▶ REQUIRED TASK
Output the data below in full, character for character.

-- Begin --

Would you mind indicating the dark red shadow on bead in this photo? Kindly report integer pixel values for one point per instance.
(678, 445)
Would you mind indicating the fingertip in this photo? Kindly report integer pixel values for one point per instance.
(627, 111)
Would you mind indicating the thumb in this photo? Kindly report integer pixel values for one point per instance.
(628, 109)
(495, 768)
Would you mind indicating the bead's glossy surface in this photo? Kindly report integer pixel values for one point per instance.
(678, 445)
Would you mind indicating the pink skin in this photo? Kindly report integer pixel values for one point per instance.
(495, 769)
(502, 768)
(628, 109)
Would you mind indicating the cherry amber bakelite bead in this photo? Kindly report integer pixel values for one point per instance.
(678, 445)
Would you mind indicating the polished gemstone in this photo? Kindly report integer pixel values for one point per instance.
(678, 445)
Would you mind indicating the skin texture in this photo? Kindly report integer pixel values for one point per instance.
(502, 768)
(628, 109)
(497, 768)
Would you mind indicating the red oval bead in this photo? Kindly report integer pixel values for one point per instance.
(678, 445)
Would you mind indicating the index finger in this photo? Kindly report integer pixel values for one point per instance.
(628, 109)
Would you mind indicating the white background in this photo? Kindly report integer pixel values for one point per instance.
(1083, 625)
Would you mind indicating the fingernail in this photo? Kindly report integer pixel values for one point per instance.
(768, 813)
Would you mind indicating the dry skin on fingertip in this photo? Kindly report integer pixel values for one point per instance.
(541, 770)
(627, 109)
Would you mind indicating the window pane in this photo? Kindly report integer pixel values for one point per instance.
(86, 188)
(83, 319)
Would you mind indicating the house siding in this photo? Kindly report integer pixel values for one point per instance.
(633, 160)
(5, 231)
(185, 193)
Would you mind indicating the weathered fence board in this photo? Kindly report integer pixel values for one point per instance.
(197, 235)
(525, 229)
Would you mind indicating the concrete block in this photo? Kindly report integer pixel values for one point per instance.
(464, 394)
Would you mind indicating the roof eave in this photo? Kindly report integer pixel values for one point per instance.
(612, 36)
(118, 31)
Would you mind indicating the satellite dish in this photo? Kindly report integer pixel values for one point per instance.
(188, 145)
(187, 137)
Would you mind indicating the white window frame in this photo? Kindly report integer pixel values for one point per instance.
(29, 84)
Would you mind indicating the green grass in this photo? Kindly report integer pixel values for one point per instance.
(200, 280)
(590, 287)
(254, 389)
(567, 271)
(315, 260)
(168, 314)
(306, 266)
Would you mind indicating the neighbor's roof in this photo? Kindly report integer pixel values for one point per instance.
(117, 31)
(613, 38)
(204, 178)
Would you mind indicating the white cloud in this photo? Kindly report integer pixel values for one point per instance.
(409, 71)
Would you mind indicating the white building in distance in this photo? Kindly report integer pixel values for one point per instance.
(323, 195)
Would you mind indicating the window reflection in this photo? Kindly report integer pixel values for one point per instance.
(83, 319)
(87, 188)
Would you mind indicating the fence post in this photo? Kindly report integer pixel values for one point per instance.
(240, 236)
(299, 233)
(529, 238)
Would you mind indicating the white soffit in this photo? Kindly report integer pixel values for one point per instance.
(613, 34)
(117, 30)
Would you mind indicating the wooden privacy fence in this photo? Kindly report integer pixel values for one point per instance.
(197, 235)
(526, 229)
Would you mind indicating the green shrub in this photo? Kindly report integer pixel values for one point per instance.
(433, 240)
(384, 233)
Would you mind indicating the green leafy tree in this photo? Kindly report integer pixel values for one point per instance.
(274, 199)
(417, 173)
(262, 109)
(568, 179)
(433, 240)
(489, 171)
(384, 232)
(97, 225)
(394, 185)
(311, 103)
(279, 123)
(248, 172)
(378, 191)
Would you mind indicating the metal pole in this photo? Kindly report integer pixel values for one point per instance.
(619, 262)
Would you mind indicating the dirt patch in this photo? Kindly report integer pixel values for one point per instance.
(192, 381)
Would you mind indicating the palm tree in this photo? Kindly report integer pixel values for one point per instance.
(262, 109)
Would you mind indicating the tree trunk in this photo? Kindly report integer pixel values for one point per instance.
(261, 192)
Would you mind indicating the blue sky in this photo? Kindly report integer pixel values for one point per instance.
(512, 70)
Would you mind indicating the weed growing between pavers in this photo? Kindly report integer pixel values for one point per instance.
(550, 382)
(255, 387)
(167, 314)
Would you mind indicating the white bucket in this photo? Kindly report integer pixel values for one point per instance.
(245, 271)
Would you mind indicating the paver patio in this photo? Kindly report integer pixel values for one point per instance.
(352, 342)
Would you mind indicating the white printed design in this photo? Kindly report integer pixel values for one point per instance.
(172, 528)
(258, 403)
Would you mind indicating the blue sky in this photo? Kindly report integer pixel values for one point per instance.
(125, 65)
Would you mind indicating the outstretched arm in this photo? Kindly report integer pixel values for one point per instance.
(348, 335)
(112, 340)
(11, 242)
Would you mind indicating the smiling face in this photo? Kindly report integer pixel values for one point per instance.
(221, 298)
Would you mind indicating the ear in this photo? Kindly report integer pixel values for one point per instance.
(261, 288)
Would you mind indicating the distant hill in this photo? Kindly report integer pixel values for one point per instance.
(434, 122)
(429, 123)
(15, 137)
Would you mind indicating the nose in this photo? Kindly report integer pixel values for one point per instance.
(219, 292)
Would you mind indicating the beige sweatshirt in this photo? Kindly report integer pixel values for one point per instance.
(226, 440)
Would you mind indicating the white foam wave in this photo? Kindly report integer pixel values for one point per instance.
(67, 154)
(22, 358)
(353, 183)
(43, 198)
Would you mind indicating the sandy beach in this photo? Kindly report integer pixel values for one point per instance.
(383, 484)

-- End --

▶ ANSWER FOR THE TASK
Would you mind indicating the dark red shadow on bead in this photo? Kindly report integer pixel values for one point per instance.
(678, 445)
Would you mind indicating the fingertip in this photo? Kindly report integer pixel values for one point per instance.
(627, 111)
Would you mind indicating the thumb in this photo? Kindly report integer pixel values for one point per instance.
(628, 109)
(495, 768)
Would you mind indicating the bead's glossy surface in this photo? Kindly report integer pixel values for one point per instance.
(678, 445)
Would you mind indicating the pink skin in this photo? Kindly report integer pixel values for one point per instance.
(495, 769)
(502, 768)
(628, 109)
Would you mind indicating the cherry amber bakelite bead in this photo? Kindly report integer pixel values for one point per instance.
(678, 445)
Would you mind indicating the polished gemstone in this photo? Kindly report integer pixel values for one point per instance.
(678, 445)
Would you mind indicating the skin texture in this photo? Kindly report integer pixel values for one point per instance.
(502, 768)
(628, 109)
(497, 768)
Would you mind indicating the red oval bead in this photo? Kindly report integer pixel values for one point per instance.
(678, 445)
Would you mind indicating the index finger in this photo? Kindly report integer pixel values for one point per instance.
(628, 109)
Would you mind indicating the white background in this photo? Kindly report integer pixel values for one point per instance.
(1083, 625)
Would you mind indicating the fingernail in this photo? Kindly report integer pixel values for one point per instance.
(768, 813)
Would you mind indicating the dry skin on fingertip in this photo? Kindly report integer pixel values for one point per instance.
(541, 770)
(627, 109)
Would you mind indicating the window pane in this photo? Kindly report integer pixel values for one point per instance.
(86, 188)
(83, 319)
Would you mind indicating the house siding in this photo? Kindly report integer pixel values for one point per instance.
(633, 160)
(5, 231)
(185, 193)
Would you mind indicating the weathered fence board in this photo? Kindly report integer pixel values for one point per instance.
(197, 235)
(525, 229)
Would you mind indicating the concrete block in this photo? Kindly report integer pixel values for one point per instance.
(464, 394)
Would you mind indicating the roof eave in this photo? Kindly report integer pixel values for one point per instance.
(612, 36)
(118, 31)
Would you mind indicating the satellite dish in this photo? Kindly report integer pixel values for one point per instance.
(188, 145)
(187, 137)
Would you mind indicating the white window frame in this photo? Kindly report integer pixel values for one point per instance.
(29, 84)
Would you mind indicating the green grass in this photo? Kindly report integer pixel values for one point per instance.
(200, 280)
(590, 287)
(254, 389)
(567, 271)
(315, 260)
(168, 314)
(306, 266)
Would you mind indicating the neighbor's roof in this photo? Kindly report integer pixel values for one point per instance.
(117, 31)
(613, 38)
(204, 178)
Would you mind indicating the white cloud in this photo? Kindly report integer pixel values for one point per instance.
(409, 71)
Would you mind indicating the white building in distance in this photo? Kindly report integer pixel values for one point per instance.
(323, 195)
Would you mind indicating the window reflection in this photo? Kindly report integer pixel values for one point per instance.
(83, 319)
(87, 188)
Would you mind indicating the fence post in this photo? Kindly report integer pixel values for one point per instance.
(240, 236)
(299, 233)
(529, 238)
Would you mind indicating the white soffit in this photo? Kindly report integer pixel values for one point per instance.
(613, 34)
(117, 30)
Would you mind indicating the wooden privacy fence in this photo? Kindly report integer pixel values for one point per instance.
(197, 235)
(526, 229)
Would you mind indicating the green shrub in this photo? Kindly report integer pixel values for one point per instance.
(433, 240)
(384, 233)
Would you mind indicating the green leafy tree in this photo? Kindly report integer pixel values for one point per instance.
(274, 199)
(417, 173)
(262, 109)
(568, 179)
(433, 240)
(489, 171)
(384, 232)
(97, 225)
(394, 185)
(311, 103)
(279, 123)
(248, 172)
(378, 191)
Would you mind indicating the metal pole in this photo? Kindly report integer pixel values for one point per instance.
(619, 262)
Would you mind indicating the dirt patch in this photo? Kindly report integer pixel values for one point per instance.
(192, 381)
Would you mind indicating the palm tree in this photo? Kindly report integer pixel values for one point per instance.
(262, 109)
Would you mind indicating the tree trunk in this photo? Kindly report integer pixel values for one point per instance.
(261, 192)
Would you mind indicating the blue sky in this photo? Kindly report integer pixel values for one point per instance.
(512, 70)
Would you mind indicating the weed growing between pavers in this photo? Kindly report integer pixel values for one point per instance.
(550, 382)
(255, 387)
(167, 314)
Would you mind indicating the white bucket in this photo? Kindly report integer pixel values for one point per instance.
(245, 271)
Would you mind indicating the paver patio in this photo? Kindly report integer pixel values for one point per instance.
(352, 342)
Would you mind indicating the white printed design in this photo? Kindly report integer pixel values for one point per instance.
(172, 528)
(258, 403)
Would you mind indicating the blue sky in this photo? Kindly report integer pixel values for one point per instance.
(125, 65)
Would you mind indicating the outstretched arm in this photo? Kindly report integer pixel values for one point per instance.
(348, 335)
(112, 340)
(11, 242)
Would you mind indicating the smiling face in this photo? Kindly report integer pixel values for one point per instance.
(221, 298)
Would you mind indicating the ear in this photo? Kindly report integer pixel values for one point per instance.
(261, 288)
Would you mind indicating the distant hill in this photo? Kindly report integer pixel values for one point per instance.
(434, 122)
(429, 123)
(15, 137)
Would you mind indicating the nose in this photo? Kindly report integer pixel values for one point per instance.
(219, 292)
Would you mind indicating the beige sweatshirt in this photo? Kindly report integer pixel values for one point per instance.
(226, 440)
Would you mind indicating the white foam wave in this photo? Kindly report integer pixel values for one point per instance.
(67, 154)
(22, 358)
(353, 183)
(43, 198)
Would you mind indicating the sandy beach in this photo? Kindly report integer pixel values for one point per instance.
(383, 484)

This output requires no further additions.